Но и первые Романовы, захватившие в ту пору власть в России, чья причастность к масонству подробно изложена в книге «Клятва 1613 года» [17], отнюдь не являлись для голландских масонов чужаками. Потому-то им так мастерски и удалось надеть на русский народ ярмо средневековой отсталости, чуть ранее тяготевшее над Литвой, на 9/10 состоящей из западнорусских провинций, отданной Польше все теми же силами. Потому, действуя как снаружи, так и изнутри, пользуясь подчиненностью первых Романовых масонству (кто это такие см.: «Патриарх Тушинского вора» [110]), им все же удалось разрушить нашу промышленность, навесив на самую передовую страну мира роль сырьевого придатка.
Но не все так мрачно. Времена оседлавших Российский трон временщиков миновали. И уже Николай I официально масонство в стране запретил. А уже затем к обладанию Русским государством, спустя два столетия безвременья, наконец, приступили истинно Русские Православные Цари — Александр III и Николай II. Потому к концу XIX века вот уже что можно было сказать о нашей промышленности:
«Россия экономически первенствует в мире, опередив стремительно развивающиеся США» [5] (с. 533).
Вот каковы показатели этого роста:
«Если в период 1885–1913 годов промышленное производство в Англии увеличивалось в год на 2,11 процента, в Германии — на 4,5, в США — на 5,2, то в России — на 5,72 процента» [15] (с. 117).
«Бурно развивались буквально все отрасли: добывающая, тяжелая и легкая промышленность, сельское хозяйство, активно шло строительство железных дорог, линий почтовых и телеграфных сообщений» [27] (с. 122–123).
«В 1910 году в России 53% промышленных рабочих работало на предприятиях с численностью свыше 500 человек, тогда как в США соответствующий показатель составлял только 33%» [3] (с. 141).
То есть находящаяся на верху своей экономической мощи Америка представляла собой, по сравнению с нашей промышленностью, всего лишь сеть кустарных производств.
Мало того, для Америки мы являлись неслыханно недосягаемым конкурентом по части добычи нефти:
«…в 1901 году США имело 10 млн. тонн, Россия 12 млн. 200 тысяч тонн нефти. Это обстоятельство делает Россию одной из самых индустриальных стран в мире» [16] (с. 52).
Причем, лидирующее положение Российской Империи в данной области не меняется и в дальнейшем. И здесь следует подчеркнуть, что нами:
«экспортировалась не сырая нефть, а только продукты переработки. Экспорт сырой нефти рассматривался как потеря для России. Было подсчитано, что каждый пуд вывезенный заграницу нефти приносит стране ущерб, составляющий 19 копеек. Качество русских нефтепродуктов было самым высоким в мире, превосходящим американское.
Особенно ценились русский керосин и смазочные масла, которые продавались на 20–30% дешевле американских» [3] (с. 143).
То есть и здесь мы лидеры: имеем возможность продавать лучший в мире продукт своего производства, ко всему прочему, еще и дешевле, составляя американцам более чем серьезную конкуренцию.
«К 1913 году промышленность и сельское хозяйство достигли таких высоких рубежей, что советская экономика смогла их достичь лишь спустя десятилетия. А некоторые показатели были перекрыты только в семидесятые–восьмидесятые годы. Например, энерговооруженность СССР достигла дореволюционного уровня только к 1970–1980-м годам. А в некоторых областях, таких как производство зерна, так и не догнала Николаевскую Россию» [3] (с. 87).

Задачи:
1. Переведите на английский язык предложение из фрагмента: «И уже Николай I официально масонство в стране запретил».
2. Ответьте по фрагменту на вопросы:
(a) На сколько процентов в год, согласно цитате о периоде 1885–1913 годов, росло промышленное производство в России?
(b) Сколько нефти имели США в 1901 году?
(c) На сколько процентов дешевле американских продавались русский керосин и смазочные масла?
3. Перепишите из фрагмента без изменений часть от слов «То есть находящаяся» до слов «[16] (с. 52).» включительно.
Приведенный далее материал для этого не нужен.

Предоставленные материалы:
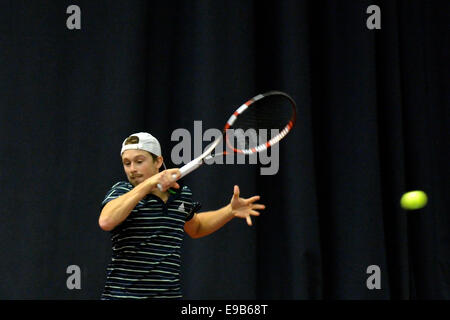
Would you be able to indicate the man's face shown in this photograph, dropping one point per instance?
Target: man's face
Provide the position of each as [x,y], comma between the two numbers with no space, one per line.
[139,165]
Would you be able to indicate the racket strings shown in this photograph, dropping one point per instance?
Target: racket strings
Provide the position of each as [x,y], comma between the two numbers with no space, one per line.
[261,121]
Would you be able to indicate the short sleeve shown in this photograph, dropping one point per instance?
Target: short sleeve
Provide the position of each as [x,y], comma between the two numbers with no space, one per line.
[195,207]
[116,191]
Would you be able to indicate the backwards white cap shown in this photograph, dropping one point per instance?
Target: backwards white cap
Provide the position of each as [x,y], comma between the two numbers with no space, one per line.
[142,141]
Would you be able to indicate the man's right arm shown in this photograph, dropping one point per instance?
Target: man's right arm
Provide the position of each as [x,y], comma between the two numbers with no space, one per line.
[117,210]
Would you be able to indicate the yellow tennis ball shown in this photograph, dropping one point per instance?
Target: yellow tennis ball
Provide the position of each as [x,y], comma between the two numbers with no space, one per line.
[414,200]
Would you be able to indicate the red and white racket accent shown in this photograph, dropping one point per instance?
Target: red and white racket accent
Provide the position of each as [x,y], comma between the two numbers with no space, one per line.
[284,128]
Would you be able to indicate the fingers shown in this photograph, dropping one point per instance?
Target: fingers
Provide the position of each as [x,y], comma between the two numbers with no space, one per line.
[249,220]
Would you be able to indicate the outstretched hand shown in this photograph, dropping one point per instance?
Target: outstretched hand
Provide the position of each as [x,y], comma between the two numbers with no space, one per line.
[245,208]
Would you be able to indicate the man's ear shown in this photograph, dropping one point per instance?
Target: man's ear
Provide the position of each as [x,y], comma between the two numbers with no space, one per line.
[159,161]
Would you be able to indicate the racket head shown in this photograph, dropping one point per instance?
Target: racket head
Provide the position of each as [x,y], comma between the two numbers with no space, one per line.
[261,122]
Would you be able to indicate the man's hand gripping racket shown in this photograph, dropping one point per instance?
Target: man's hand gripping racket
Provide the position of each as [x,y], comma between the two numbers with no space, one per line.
[255,126]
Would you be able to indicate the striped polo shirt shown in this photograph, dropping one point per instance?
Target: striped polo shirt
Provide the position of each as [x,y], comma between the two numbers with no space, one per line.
[146,246]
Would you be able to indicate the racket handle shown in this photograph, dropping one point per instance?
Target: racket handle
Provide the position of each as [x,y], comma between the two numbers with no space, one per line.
[189,167]
[186,169]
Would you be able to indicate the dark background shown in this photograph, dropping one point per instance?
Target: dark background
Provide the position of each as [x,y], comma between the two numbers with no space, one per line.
[373,122]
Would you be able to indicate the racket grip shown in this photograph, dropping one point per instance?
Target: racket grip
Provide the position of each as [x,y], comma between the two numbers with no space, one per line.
[189,167]
[185,170]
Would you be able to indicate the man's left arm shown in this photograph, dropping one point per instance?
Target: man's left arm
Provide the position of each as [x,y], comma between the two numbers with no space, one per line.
[205,223]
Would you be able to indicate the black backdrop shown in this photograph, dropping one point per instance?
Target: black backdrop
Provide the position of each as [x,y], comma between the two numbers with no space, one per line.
[373,123]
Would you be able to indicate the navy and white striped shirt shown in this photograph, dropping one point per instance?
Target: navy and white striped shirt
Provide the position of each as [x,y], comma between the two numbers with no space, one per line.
[146,246]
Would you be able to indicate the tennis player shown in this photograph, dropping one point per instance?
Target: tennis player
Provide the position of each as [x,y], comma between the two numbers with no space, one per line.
[147,225]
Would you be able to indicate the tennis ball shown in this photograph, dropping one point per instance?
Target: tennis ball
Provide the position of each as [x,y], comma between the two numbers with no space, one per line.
[414,200]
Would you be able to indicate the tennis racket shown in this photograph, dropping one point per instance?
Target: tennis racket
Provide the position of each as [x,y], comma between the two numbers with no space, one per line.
[251,128]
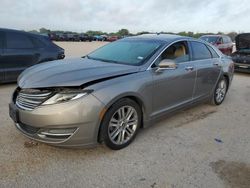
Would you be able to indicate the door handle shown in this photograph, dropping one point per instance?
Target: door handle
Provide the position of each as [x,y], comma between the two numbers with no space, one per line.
[189,68]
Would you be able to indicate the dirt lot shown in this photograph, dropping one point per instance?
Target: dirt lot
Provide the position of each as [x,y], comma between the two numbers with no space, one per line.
[205,146]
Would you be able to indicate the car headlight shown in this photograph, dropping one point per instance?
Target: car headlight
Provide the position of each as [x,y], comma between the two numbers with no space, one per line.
[65,96]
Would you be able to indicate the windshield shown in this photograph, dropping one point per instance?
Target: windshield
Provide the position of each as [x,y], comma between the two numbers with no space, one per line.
[126,52]
[211,40]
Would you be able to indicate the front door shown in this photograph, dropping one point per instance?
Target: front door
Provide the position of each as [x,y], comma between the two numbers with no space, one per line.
[207,63]
[174,87]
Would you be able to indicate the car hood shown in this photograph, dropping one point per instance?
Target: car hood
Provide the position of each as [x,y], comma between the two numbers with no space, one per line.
[243,42]
[71,73]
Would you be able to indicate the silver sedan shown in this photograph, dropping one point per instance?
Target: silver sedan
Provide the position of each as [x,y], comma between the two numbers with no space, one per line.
[108,95]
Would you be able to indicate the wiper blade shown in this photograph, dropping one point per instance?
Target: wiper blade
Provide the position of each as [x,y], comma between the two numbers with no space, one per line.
[104,60]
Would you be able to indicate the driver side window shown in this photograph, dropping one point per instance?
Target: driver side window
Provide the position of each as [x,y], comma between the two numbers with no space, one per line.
[178,52]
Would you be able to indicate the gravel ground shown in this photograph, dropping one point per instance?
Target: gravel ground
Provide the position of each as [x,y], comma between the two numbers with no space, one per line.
[205,146]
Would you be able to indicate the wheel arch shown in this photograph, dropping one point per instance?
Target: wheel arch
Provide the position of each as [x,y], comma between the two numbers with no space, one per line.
[131,96]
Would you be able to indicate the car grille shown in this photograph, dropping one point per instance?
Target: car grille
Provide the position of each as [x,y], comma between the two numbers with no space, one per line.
[28,99]
[29,129]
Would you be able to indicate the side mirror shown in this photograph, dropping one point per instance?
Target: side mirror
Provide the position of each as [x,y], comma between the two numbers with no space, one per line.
[166,64]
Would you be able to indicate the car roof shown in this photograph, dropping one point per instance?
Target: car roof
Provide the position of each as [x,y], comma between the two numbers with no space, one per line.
[158,37]
[213,35]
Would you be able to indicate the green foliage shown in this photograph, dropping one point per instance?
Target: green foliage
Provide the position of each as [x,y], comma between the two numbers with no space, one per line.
[125,32]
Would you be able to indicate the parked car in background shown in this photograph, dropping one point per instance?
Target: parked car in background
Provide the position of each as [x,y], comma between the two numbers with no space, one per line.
[104,37]
[112,38]
[20,50]
[241,56]
[85,37]
[222,42]
[53,36]
[98,38]
[108,95]
[63,37]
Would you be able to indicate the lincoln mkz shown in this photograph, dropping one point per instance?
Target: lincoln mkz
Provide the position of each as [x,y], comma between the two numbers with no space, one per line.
[108,95]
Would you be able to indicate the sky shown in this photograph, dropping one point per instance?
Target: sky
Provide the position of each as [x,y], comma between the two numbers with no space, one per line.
[134,15]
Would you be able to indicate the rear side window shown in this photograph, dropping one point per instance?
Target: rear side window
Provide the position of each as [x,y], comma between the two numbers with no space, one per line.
[37,42]
[200,51]
[1,39]
[213,52]
[18,41]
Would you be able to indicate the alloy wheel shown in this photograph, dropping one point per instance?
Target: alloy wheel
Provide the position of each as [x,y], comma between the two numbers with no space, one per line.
[123,125]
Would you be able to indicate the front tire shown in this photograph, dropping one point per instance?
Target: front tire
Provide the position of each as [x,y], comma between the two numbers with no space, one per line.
[121,124]
[220,91]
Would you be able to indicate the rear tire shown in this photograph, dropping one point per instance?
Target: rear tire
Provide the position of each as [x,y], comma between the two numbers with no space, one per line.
[220,92]
[121,124]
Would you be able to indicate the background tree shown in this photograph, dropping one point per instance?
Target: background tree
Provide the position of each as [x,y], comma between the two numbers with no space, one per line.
[123,32]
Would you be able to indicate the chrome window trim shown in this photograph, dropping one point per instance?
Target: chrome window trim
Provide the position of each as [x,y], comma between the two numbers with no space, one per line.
[182,40]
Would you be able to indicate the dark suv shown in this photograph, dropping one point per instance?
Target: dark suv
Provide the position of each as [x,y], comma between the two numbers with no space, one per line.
[85,37]
[222,42]
[19,50]
[241,57]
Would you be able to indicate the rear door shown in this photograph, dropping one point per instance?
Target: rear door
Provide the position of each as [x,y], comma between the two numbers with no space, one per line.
[1,56]
[208,68]
[19,54]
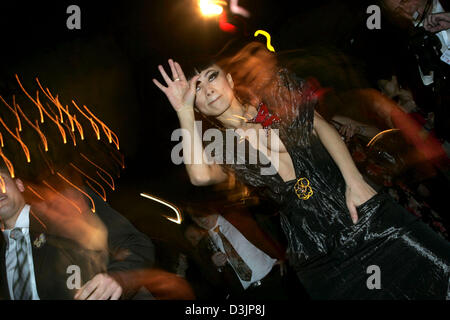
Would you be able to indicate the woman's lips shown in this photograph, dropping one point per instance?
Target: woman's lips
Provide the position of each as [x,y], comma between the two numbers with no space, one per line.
[211,102]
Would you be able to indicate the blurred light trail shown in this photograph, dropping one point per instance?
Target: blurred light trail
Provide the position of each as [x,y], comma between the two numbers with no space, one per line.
[66,180]
[380,135]
[8,164]
[63,196]
[236,9]
[2,184]
[17,137]
[35,193]
[210,8]
[110,184]
[103,195]
[177,211]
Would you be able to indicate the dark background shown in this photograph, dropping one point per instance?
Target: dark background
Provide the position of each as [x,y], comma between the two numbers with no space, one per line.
[108,65]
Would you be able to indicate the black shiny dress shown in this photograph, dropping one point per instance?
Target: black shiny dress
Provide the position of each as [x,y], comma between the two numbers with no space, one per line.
[334,258]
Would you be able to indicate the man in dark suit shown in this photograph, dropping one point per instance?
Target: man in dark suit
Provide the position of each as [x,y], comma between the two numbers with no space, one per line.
[47,252]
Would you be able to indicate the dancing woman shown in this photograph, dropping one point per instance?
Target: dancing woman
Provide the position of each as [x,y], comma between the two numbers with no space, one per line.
[345,240]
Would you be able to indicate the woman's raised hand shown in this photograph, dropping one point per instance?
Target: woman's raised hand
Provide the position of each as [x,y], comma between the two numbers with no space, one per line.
[179,91]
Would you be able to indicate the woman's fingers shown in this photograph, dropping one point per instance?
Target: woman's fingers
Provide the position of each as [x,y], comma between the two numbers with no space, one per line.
[192,82]
[180,72]
[174,71]
[164,74]
[159,85]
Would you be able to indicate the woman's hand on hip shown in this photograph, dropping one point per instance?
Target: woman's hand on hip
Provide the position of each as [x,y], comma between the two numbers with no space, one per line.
[179,91]
[355,195]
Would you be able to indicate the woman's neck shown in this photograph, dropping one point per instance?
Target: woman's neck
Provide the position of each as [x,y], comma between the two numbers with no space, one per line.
[237,115]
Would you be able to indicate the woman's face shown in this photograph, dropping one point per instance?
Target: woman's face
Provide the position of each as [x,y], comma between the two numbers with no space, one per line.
[214,91]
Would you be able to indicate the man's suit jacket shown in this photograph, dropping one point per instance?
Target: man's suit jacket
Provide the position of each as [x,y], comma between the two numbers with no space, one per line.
[127,250]
[51,260]
[242,219]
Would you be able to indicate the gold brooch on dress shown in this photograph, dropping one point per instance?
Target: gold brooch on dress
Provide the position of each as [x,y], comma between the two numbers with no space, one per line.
[38,242]
[302,189]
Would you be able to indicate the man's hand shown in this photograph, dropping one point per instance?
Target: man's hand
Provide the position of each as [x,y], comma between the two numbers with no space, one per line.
[283,267]
[219,259]
[437,22]
[100,287]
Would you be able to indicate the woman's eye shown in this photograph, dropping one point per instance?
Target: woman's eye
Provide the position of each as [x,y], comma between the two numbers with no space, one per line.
[213,75]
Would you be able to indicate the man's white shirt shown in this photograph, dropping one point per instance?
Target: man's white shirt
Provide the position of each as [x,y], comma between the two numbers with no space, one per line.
[259,262]
[23,222]
[443,36]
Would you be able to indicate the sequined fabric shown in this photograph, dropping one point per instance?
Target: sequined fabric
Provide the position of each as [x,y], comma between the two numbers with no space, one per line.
[330,254]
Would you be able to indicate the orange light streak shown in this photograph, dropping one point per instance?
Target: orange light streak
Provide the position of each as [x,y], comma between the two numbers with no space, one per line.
[121,161]
[13,110]
[35,127]
[109,133]
[22,144]
[111,185]
[79,127]
[177,211]
[92,201]
[93,124]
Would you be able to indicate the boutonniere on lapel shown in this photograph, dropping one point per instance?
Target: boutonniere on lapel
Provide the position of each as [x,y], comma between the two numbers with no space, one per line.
[40,241]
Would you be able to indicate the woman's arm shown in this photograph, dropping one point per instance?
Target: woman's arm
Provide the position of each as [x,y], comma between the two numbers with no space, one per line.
[200,174]
[181,95]
[358,191]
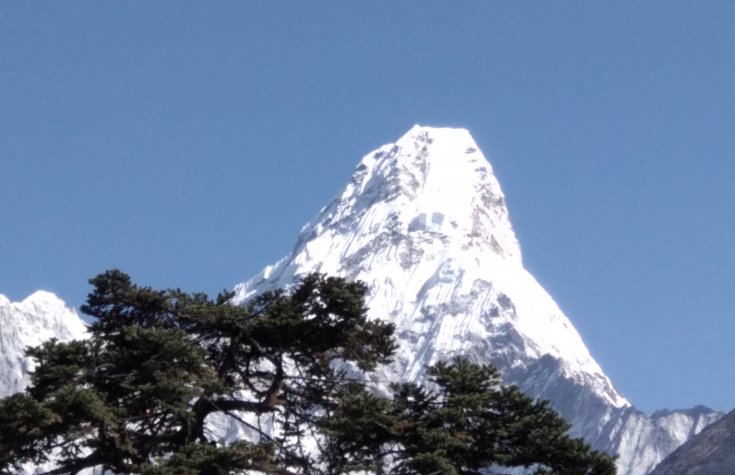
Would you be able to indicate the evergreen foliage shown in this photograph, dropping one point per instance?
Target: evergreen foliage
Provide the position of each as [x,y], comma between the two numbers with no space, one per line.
[135,396]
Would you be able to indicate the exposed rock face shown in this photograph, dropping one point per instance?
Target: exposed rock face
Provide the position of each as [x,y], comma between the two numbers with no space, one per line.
[711,452]
[423,222]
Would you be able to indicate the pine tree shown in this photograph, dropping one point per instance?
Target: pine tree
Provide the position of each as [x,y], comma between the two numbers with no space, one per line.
[135,396]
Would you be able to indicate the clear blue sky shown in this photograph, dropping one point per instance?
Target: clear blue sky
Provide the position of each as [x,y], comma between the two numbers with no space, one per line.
[187,142]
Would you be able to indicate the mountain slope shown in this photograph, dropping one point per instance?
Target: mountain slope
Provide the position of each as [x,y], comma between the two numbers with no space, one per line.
[423,222]
[38,318]
[711,452]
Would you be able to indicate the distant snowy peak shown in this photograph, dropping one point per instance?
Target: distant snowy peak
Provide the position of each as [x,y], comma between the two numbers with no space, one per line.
[36,319]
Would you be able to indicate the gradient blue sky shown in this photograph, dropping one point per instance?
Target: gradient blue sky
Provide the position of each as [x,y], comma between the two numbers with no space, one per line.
[187,142]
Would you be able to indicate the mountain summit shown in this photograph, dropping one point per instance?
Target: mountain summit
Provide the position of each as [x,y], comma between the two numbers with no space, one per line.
[424,223]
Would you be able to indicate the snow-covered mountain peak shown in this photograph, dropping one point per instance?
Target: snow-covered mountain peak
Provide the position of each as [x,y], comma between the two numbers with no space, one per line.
[38,318]
[433,184]
[43,299]
[423,222]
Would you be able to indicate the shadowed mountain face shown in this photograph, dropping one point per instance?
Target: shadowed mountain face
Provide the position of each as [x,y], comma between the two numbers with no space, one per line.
[711,452]
[423,222]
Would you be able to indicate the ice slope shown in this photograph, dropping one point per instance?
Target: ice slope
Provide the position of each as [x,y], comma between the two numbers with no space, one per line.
[424,223]
[38,318]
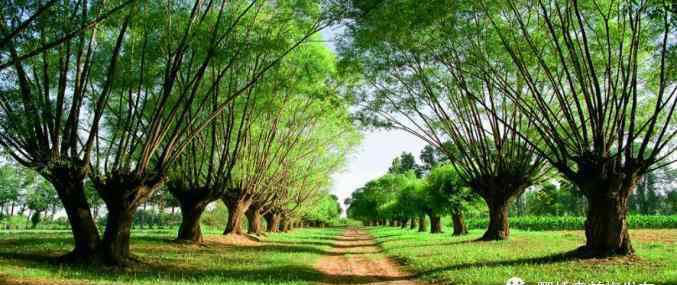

Ответы по задачам:
1. And Nicholas I already officially banned Freemasonry in the country.

2.
(a) На 5,72 процента.
(b) 10 млн тонн.
(c) На 20–30%.

3.
То есть находящаяся на верху своей экономической мощи Америка представляла собой, по сравнению с нашей промышленностью, всего лишь сеть кустарных производств.
Мало того, для Америки мы являлись неслыханно недосягаемым конкурентом по части добычи нефти:
«…в 1901 году США имело 10 млн. тонн, Россия 12 млн. 200 тысяч тонн нефти. Это обстоятельство делает Россию одной из самых индустриальных стран в мире» [16] (с. 52).